» GIVEN DATA:
────

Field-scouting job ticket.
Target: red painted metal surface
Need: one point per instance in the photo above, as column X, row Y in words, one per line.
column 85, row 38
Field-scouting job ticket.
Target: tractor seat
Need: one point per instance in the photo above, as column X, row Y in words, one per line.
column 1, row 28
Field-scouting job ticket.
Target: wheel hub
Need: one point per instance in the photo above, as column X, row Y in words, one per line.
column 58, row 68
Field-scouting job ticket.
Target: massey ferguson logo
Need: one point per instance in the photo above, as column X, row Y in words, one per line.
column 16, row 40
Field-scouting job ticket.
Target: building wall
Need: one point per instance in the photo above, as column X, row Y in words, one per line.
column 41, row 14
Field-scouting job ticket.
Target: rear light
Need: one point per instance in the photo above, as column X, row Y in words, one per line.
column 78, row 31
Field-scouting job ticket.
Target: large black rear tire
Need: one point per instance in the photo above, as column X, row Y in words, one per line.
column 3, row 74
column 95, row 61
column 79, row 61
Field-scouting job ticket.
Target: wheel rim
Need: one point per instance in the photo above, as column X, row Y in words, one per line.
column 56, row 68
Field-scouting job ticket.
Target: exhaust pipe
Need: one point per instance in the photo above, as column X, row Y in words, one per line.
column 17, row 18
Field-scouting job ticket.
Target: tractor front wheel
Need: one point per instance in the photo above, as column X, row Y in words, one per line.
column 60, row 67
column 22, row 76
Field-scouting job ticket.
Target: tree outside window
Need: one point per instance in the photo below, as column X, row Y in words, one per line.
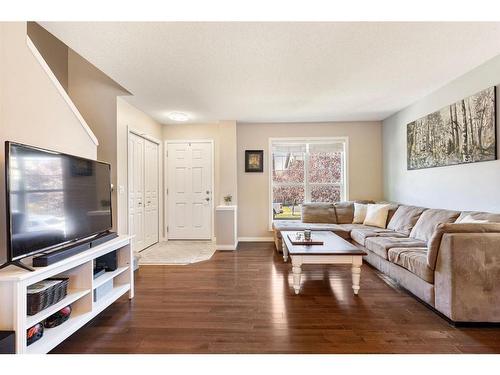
column 306, row 171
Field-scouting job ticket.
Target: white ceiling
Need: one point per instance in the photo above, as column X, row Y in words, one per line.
column 280, row 72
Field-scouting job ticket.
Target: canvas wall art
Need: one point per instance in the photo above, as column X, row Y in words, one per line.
column 463, row 132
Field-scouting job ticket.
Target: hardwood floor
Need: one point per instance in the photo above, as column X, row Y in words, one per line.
column 243, row 302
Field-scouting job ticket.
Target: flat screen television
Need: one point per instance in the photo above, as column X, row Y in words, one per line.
column 53, row 199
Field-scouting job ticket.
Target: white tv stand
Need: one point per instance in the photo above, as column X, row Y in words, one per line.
column 79, row 269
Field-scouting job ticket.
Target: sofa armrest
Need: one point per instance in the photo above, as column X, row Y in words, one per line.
column 434, row 243
column 467, row 277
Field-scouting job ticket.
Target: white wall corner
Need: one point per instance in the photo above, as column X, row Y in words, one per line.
column 61, row 89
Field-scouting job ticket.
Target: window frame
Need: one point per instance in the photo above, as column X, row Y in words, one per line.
column 345, row 175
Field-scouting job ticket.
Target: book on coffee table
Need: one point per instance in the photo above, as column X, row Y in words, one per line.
column 303, row 241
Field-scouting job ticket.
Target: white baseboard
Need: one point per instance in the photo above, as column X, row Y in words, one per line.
column 226, row 247
column 255, row 239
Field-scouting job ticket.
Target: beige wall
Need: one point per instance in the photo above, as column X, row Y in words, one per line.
column 471, row 186
column 130, row 117
column 223, row 134
column 365, row 165
column 94, row 94
column 54, row 52
column 32, row 110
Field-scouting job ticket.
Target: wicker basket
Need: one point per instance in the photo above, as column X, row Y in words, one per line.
column 49, row 296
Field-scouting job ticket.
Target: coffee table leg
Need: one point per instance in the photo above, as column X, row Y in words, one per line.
column 285, row 251
column 297, row 271
column 356, row 273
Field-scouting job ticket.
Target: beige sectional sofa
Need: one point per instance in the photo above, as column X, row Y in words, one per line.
column 451, row 265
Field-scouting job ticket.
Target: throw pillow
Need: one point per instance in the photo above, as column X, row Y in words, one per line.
column 359, row 213
column 470, row 219
column 376, row 215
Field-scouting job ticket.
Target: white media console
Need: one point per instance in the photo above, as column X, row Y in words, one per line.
column 79, row 270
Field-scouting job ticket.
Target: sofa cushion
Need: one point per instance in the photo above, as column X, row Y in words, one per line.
column 434, row 243
column 492, row 218
column 360, row 235
column 404, row 219
column 412, row 259
column 280, row 225
column 429, row 220
column 345, row 211
column 319, row 213
column 376, row 215
column 360, row 210
column 380, row 245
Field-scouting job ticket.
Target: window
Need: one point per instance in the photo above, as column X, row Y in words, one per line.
column 306, row 171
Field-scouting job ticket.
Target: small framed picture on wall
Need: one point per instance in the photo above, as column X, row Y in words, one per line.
column 254, row 161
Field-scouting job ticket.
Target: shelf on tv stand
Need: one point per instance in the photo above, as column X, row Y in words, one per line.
column 79, row 270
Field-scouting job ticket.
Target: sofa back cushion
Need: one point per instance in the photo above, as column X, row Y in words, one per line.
column 404, row 219
column 429, row 220
column 474, row 215
column 319, row 213
column 345, row 211
column 376, row 215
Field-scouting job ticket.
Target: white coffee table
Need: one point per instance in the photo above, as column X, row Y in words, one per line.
column 335, row 250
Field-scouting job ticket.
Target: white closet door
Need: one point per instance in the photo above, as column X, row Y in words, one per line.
column 136, row 190
column 150, row 192
column 189, row 183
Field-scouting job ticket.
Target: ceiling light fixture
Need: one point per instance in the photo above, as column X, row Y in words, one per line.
column 178, row 116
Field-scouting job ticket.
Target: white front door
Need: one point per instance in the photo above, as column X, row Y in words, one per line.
column 189, row 190
column 136, row 190
column 143, row 182
column 150, row 193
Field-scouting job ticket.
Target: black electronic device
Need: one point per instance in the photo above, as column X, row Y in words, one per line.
column 107, row 262
column 7, row 342
column 47, row 259
column 54, row 201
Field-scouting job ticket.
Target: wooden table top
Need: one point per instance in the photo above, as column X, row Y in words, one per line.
column 332, row 245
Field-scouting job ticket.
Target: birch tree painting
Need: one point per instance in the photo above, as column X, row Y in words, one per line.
column 463, row 132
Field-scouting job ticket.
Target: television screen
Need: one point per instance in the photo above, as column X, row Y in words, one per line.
column 53, row 199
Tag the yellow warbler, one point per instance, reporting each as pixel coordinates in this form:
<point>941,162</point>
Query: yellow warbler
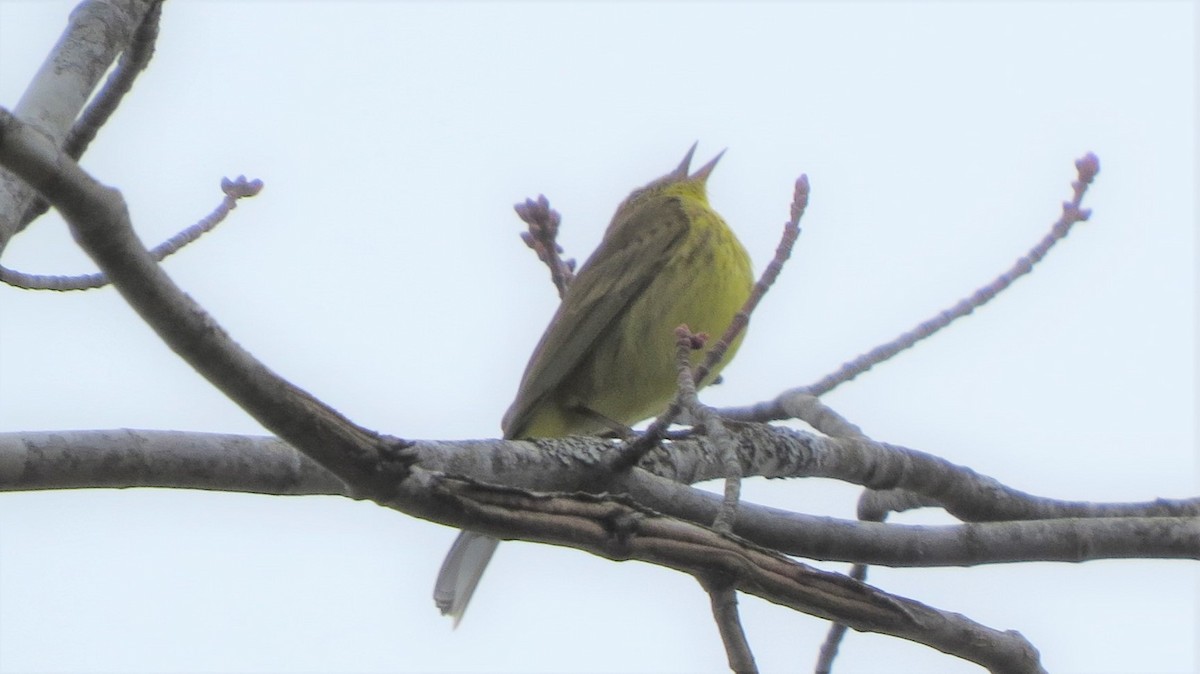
<point>607,356</point>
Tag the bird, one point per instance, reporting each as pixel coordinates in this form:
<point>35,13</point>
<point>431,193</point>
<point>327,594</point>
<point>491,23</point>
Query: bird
<point>607,357</point>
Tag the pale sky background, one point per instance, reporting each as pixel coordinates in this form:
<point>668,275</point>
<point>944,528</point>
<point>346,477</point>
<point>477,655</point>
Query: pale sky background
<point>381,270</point>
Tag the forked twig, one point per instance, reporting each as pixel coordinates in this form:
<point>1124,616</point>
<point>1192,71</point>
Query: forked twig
<point>791,403</point>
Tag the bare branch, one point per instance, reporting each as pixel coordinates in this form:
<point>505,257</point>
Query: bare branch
<point>63,85</point>
<point>101,224</point>
<point>725,612</point>
<point>153,458</point>
<point>239,188</point>
<point>1072,214</point>
<point>133,60</point>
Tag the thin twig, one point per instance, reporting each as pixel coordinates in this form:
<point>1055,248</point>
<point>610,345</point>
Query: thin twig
<point>714,428</point>
<point>724,601</point>
<point>234,190</point>
<point>1086,168</point>
<point>543,239</point>
<point>837,631</point>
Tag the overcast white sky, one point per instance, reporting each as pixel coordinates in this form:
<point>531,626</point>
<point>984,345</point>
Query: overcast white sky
<point>381,269</point>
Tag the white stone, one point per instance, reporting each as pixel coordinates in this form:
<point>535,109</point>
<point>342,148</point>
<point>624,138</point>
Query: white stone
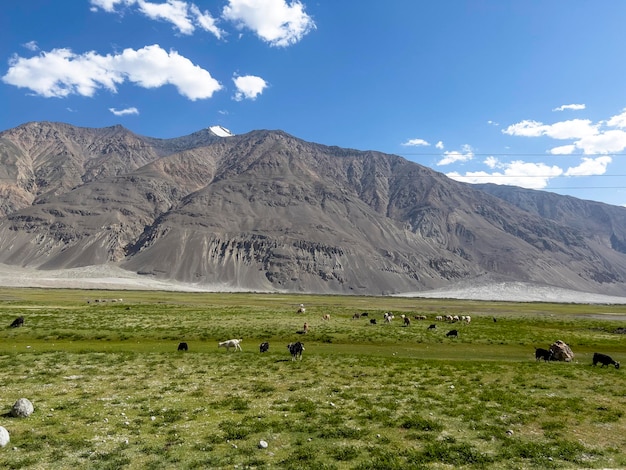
<point>22,408</point>
<point>4,437</point>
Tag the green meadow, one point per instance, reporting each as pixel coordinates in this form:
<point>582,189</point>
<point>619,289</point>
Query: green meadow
<point>111,391</point>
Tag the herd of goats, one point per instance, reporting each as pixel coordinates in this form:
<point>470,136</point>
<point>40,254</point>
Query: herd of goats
<point>296,349</point>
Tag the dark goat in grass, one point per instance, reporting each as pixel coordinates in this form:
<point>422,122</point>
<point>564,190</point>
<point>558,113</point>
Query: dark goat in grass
<point>604,360</point>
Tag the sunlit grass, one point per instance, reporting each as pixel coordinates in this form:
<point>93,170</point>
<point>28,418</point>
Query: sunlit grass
<point>111,390</point>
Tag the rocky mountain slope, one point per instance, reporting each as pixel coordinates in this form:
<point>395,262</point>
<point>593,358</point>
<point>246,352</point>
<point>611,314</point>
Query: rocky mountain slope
<point>268,211</point>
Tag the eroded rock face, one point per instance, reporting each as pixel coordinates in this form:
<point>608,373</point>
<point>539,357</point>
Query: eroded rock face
<point>561,351</point>
<point>22,408</point>
<point>268,211</point>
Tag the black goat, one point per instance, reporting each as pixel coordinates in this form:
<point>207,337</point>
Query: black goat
<point>604,360</point>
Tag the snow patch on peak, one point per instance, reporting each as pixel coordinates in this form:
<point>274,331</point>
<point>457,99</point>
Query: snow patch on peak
<point>221,131</point>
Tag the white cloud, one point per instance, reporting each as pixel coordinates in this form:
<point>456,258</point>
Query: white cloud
<point>31,46</point>
<point>563,150</point>
<point>274,21</point>
<point>573,107</point>
<point>206,21</point>
<point>492,162</point>
<point>618,121</point>
<point>108,5</point>
<point>248,87</point>
<point>416,143</point>
<point>455,156</point>
<point>61,72</point>
<point>516,173</point>
<point>590,167</point>
<point>611,141</point>
<point>184,16</point>
<point>124,112</point>
<point>572,129</point>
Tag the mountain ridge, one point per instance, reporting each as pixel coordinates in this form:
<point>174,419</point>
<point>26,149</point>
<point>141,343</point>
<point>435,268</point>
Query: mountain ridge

────

» EXERCISE: In the entries above, find the line containing "Target: white closet door" and the line containing "<point>505,257</point>", then copy both and every line between them exactly, without any picture.

» THE COMPLETED TASK:
Target: white closet door
Need: one point per instance in the photo above, as column X, row Y in words, one per line.
column 136, row 190
column 150, row 192
column 189, row 183
Field-scouting job ticket.
Target: ceiling light fixture
Need: one point per instance in the photo above, as column X, row Y in words, one per line.
column 178, row 116
Field-scouting job ticket.
Target: white front door
Need: one point per instance in the photo above, as column X, row Y in words, one per line.
column 189, row 190
column 136, row 190
column 143, row 182
column 150, row 193
Field-scouting job ticket.
Target: black electronic device
Need: one point per instance in the photo above, as column X, row Y in words, one per line.
column 107, row 262
column 7, row 342
column 47, row 259
column 54, row 201
Field-scouting job ticket.
Target: wooden table top
Need: one point per instance in the photo above, as column X, row Y in words, one per line.
column 332, row 245
Field-scouting job ticket.
Target: birch tree painting
Need: one point per instance in the photo above, as column X, row Y in words, one per line.
column 463, row 132
Field-scouting job ticket.
Target: television screen
Need: one point per instance in the photo above, as column X, row Y in words, one per line.
column 53, row 199
Tag the yellow warbler, one point per instance, reporting each as pixel coordinates in this form:
<point>941,162</point>
Query: yellow warbler
<point>607,356</point>
Tag the bird, one point per instance, reporting each as pixel coordinates in this form:
<point>35,13</point>
<point>431,193</point>
<point>327,594</point>
<point>491,23</point>
Query: bird
<point>607,357</point>
Tag the pale sky background, one point per instance, reporting each as pixel coordinates in this form:
<point>668,275</point>
<point>944,528</point>
<point>346,477</point>
<point>477,655</point>
Query: pale sky background
<point>381,270</point>
Tag the forked twig, one point per instance, reporting each as pixel coordinates in this form:
<point>1124,616</point>
<point>1192,71</point>
Query: forked twig
<point>791,403</point>
Tag the bare branch, one point per instance, reporting each as pixel coordinates in this form:
<point>505,257</point>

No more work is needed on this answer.